*** Opening Extract to read ***

Graph RAG layers a knowledge graph on top of your corpus. Entities and relationships extracted from documents become nodes and edges. At query time, the system finds relevant nodes, walks the graph, collects evidence, and feeds that structured context to the LLM. The graph encodes connections that text similarity cannot see.

Mental Model

Vector RAG is a librarian who reads many passages and hands you the ones that sound like your question. Graph RAG is a detective who keeps an evidence board: faces, places, and lines of red string connecting them. When you ask a question, the detective traces the strings between the clues you mentioned and reports back the connected story.

Vector RAG is good at “what does the document say”; Graph RAG is good at “how are these things related.”

Hands-on Example

A minimal Graph RAG pipeline has three phases: extraction, storage, retrieval. Extraction uses an LLM to pull (entity, relation, entity) triples from each chunk:

prompt = """Extract triples as JSON list of [subject, predicate, object].
Text: {chunk}"""
triples = llm(prompt.format(chunk=text))

Store them in a graph database such as Neo4j:

MERGE (a:Entity {name: $s})
MERGE (b:Entity {name: $o})
MERGE (a)-[:REL {type: $p}]->(b)

*** Closing Extract to read ***

To do:
• A. Return the passage of the Graph RAG text starting with "Graph RAG layers" and going on through "the connected story.", word for word.
• B. According to the Graph RAG text, what are the three phases of a minimal Graph RAG pipeline?

*** Opening Records ***

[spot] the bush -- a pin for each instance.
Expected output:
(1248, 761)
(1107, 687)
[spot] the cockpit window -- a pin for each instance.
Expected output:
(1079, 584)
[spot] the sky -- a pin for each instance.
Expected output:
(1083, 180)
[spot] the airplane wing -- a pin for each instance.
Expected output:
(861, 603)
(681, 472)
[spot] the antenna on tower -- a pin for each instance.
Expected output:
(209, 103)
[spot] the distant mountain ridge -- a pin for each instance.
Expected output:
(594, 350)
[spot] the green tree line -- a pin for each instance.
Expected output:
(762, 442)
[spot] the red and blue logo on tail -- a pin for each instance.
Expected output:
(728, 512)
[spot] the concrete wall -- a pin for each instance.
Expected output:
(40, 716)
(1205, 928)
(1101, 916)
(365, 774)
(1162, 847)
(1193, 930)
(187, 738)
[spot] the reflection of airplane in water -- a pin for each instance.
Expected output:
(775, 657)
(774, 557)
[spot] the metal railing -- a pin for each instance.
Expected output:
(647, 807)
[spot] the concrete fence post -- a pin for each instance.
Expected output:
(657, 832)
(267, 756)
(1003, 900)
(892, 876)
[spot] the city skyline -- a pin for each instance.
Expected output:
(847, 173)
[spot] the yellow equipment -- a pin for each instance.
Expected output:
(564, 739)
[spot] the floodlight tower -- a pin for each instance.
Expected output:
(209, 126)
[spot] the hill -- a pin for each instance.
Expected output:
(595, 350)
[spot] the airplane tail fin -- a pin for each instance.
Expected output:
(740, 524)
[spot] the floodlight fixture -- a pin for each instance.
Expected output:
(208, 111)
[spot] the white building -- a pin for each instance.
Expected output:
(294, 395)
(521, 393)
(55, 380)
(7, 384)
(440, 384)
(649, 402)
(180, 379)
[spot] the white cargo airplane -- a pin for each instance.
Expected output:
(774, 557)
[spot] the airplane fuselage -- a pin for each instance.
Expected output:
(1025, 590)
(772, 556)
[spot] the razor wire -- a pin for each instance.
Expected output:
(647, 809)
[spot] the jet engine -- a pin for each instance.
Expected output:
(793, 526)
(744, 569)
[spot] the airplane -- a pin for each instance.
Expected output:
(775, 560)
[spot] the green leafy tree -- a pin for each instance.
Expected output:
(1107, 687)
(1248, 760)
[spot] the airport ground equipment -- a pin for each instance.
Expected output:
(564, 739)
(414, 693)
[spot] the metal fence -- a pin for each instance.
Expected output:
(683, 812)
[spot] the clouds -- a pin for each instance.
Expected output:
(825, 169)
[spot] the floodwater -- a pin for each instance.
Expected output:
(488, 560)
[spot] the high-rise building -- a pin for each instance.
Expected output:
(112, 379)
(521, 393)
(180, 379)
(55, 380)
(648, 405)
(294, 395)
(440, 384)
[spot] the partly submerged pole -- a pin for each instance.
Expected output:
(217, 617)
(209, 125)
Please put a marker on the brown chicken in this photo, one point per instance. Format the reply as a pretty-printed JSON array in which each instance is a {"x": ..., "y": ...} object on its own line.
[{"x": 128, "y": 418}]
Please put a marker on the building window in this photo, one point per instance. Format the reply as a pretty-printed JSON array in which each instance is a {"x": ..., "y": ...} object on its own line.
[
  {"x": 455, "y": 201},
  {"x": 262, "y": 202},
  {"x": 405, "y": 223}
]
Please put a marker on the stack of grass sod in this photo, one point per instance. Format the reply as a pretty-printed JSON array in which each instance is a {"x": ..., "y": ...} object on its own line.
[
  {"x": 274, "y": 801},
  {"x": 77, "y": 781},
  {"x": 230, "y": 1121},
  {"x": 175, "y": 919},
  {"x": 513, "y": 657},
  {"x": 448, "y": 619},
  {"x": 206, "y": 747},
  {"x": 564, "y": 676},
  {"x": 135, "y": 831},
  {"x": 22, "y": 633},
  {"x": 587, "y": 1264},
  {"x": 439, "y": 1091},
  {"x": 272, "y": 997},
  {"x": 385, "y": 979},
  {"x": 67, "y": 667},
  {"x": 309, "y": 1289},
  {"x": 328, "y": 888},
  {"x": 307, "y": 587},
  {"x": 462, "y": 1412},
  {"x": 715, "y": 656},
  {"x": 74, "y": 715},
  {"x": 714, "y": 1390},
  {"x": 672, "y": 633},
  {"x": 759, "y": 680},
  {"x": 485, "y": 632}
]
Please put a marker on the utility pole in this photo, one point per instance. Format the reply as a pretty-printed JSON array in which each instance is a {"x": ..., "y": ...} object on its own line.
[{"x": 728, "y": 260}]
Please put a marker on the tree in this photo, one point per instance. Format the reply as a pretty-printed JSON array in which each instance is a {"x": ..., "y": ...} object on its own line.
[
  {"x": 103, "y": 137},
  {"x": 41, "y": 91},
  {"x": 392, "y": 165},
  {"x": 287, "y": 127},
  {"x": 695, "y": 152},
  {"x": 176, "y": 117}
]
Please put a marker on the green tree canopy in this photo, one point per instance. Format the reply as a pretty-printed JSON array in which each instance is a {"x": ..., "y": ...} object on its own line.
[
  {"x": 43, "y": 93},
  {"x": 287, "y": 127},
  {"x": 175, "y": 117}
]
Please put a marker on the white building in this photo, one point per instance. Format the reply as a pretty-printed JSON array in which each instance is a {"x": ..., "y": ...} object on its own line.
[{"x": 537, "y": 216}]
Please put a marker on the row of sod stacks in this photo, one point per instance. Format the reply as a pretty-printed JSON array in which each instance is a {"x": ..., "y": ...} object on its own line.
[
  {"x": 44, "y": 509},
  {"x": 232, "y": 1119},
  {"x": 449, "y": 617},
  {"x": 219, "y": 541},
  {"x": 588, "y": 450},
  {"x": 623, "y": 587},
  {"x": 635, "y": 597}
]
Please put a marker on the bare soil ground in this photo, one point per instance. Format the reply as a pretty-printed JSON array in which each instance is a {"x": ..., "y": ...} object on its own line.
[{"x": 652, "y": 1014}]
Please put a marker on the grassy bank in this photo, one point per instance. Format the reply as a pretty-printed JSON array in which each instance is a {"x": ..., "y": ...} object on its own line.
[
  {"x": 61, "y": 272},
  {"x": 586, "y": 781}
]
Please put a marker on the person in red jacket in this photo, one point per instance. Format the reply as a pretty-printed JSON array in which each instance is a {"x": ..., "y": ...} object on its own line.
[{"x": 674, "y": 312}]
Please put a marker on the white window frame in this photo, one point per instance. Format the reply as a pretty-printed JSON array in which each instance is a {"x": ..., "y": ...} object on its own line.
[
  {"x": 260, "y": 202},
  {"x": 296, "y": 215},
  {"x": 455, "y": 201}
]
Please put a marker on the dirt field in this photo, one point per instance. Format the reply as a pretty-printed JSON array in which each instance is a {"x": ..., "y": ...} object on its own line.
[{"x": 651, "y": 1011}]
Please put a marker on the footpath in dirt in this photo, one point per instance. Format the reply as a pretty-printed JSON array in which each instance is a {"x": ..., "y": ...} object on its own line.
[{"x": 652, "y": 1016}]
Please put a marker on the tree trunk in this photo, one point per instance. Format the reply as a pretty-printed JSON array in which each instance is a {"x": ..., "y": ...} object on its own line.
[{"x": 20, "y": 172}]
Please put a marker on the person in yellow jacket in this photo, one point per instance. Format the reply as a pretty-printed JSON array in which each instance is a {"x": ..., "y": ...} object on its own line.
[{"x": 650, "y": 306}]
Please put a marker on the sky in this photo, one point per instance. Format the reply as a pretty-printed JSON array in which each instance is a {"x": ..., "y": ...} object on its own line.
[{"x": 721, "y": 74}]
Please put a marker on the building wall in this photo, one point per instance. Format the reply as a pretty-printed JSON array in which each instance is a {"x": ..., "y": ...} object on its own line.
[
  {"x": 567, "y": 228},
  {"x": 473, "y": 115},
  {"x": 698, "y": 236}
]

*** Closing Records ***

Results of the tasks:
• A.
Graph RAG layers a knowledge graph on top of your corpus. Entities and relationships extracted from documents become nodes and edges. At query time, the system finds relevant nodes, walks the graph, collects evidence, and feeds that structured context to the LLM. The graph encodes connections that text similarity cannot see.

Mental Model

Vector RAG is a librarian who reads many passages and hands you the ones that sound like your question. Graph RAG is a detective who keeps an evidence board: faces, places, and lines of red string connecting them. When you ask a question, the detective traces the strings between the clues you mentioned and reports back the connected story.

• B. Extraction, storage, and retrieval.